[Referring expression pointing data]

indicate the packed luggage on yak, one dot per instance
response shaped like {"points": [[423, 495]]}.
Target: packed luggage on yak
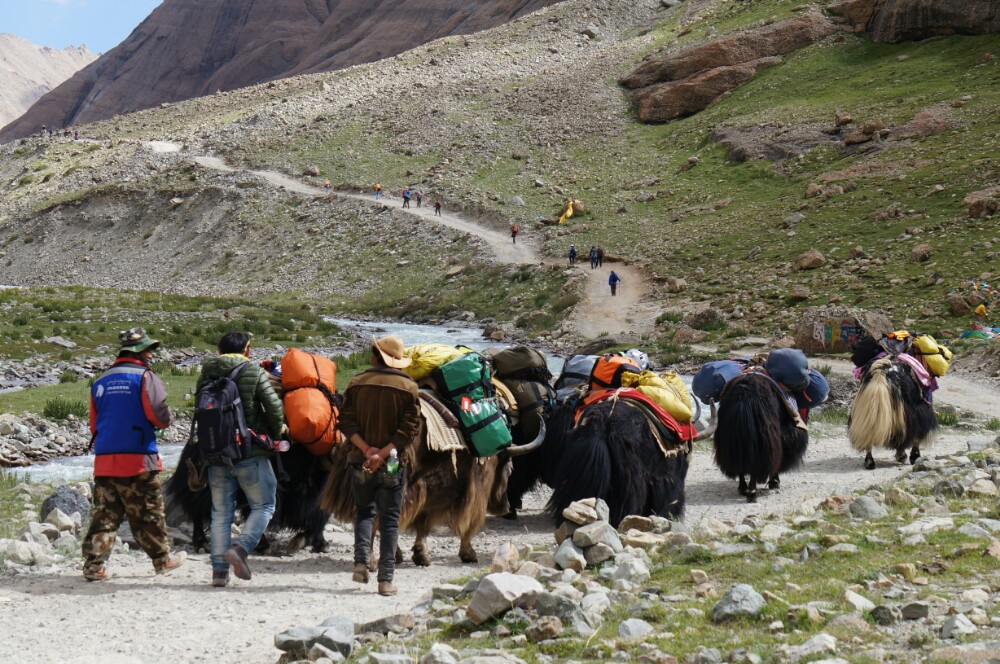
{"points": [[893, 409], [764, 404], [474, 424], [617, 431]]}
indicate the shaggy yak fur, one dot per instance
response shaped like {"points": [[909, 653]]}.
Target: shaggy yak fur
{"points": [[441, 488], [610, 454], [890, 411], [296, 507], [756, 436]]}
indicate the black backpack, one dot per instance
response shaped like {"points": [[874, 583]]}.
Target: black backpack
{"points": [[218, 426]]}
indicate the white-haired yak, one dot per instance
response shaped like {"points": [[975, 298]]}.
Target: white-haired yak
{"points": [[760, 434], [891, 410], [618, 446], [296, 506], [445, 485]]}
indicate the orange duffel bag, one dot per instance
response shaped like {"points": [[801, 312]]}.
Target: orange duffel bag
{"points": [[608, 370], [312, 404]]}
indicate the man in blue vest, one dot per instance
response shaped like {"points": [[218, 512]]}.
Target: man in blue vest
{"points": [[128, 404]]}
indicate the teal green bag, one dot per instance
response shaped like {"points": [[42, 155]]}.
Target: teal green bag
{"points": [[465, 376], [485, 428]]}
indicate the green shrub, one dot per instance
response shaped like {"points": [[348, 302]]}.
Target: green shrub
{"points": [[59, 408]]}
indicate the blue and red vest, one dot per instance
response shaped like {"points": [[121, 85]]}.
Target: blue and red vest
{"points": [[121, 423]]}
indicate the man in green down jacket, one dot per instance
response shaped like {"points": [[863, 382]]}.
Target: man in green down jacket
{"points": [[264, 413]]}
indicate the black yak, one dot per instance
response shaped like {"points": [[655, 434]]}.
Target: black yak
{"points": [[617, 451], [296, 507], [759, 434], [890, 410]]}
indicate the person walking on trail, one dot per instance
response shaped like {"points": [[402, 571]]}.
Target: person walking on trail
{"points": [[128, 407], [264, 414], [613, 281], [381, 413]]}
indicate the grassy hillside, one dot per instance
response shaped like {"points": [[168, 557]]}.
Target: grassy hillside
{"points": [[533, 110]]}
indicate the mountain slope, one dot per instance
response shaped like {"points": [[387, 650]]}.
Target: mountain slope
{"points": [[28, 71], [190, 48]]}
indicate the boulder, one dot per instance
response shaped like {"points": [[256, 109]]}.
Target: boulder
{"points": [[740, 601], [810, 260], [67, 500], [834, 329], [501, 592]]}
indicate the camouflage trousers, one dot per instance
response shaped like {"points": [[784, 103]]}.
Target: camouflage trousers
{"points": [[138, 499]]}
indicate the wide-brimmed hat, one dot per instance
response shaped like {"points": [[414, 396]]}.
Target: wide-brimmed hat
{"points": [[136, 340], [391, 350]]}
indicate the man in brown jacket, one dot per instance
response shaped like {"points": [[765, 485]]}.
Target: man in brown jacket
{"points": [[381, 413]]}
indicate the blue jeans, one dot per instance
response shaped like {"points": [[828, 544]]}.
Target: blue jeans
{"points": [[382, 493], [256, 477]]}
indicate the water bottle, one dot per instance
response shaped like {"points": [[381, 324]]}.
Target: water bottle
{"points": [[392, 463]]}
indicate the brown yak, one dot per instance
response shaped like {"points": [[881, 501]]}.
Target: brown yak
{"points": [[450, 487]]}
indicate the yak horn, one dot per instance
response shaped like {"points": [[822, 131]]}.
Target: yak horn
{"points": [[713, 422], [520, 450]]}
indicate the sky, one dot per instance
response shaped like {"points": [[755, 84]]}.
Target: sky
{"points": [[100, 24]]}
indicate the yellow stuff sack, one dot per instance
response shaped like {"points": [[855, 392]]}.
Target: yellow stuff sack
{"points": [[935, 358], [428, 357], [666, 389]]}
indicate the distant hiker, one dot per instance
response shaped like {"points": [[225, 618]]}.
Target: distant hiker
{"points": [[128, 406], [253, 474], [613, 281]]}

## Work item
Your answer should consist only of the lines from the one with "Target: mountain slope" through the last line of the entries above, retyped exactly.

## Problem solution
Target: mountain slope
{"points": [[28, 71], [190, 48]]}
indicate the boulder, one dot per instance
response shaped like {"points": [[256, 109]]}.
Target: boulder
{"points": [[740, 601], [810, 260], [67, 500], [834, 329], [501, 592]]}
indicate the camouflage trousers, one dot per instance
response shaped like {"points": [[784, 103]]}.
Target: camouflage trousers
{"points": [[138, 499]]}
indicate the wide-brimmed hat, one dot per instance
response shaped like {"points": [[414, 396]]}.
Target: wide-brimmed hat
{"points": [[136, 340], [391, 350]]}
indicate the man in brown jacket, one dot per instance
response shaped like {"points": [[765, 485]]}.
Target: man in brown jacket
{"points": [[381, 413]]}
indicate the blue jeans, one dot per instance
response shaped like {"points": [[828, 544]]}.
Target: blue jeans
{"points": [[382, 493], [256, 477]]}
indicate the water bottle, one dot per instance
response shaped like {"points": [[381, 324]]}.
Target: water bottle
{"points": [[392, 463]]}
indicate the brown yak, one dot per instance
response shaped like {"points": [[881, 501]]}.
Target: brown yak
{"points": [[450, 487]]}
indicate the yak horn, one dot per instance
response shaped like {"points": [[822, 131]]}.
Target: yak horn
{"points": [[713, 422], [520, 450]]}
indicate the sky, one dot per instance
response shaped like {"points": [[755, 84]]}.
Target: sky
{"points": [[100, 24]]}
indicate the yellow stuff sack, one dot per instance
response shaped like {"points": [[855, 392]]}.
Target: yellow stuff sack
{"points": [[935, 358], [428, 357], [666, 389]]}
indicate the distant hiker, one dot per instance
response shaped like {"points": [[225, 618]]}.
Target: distant hiker
{"points": [[128, 406], [253, 474], [613, 281]]}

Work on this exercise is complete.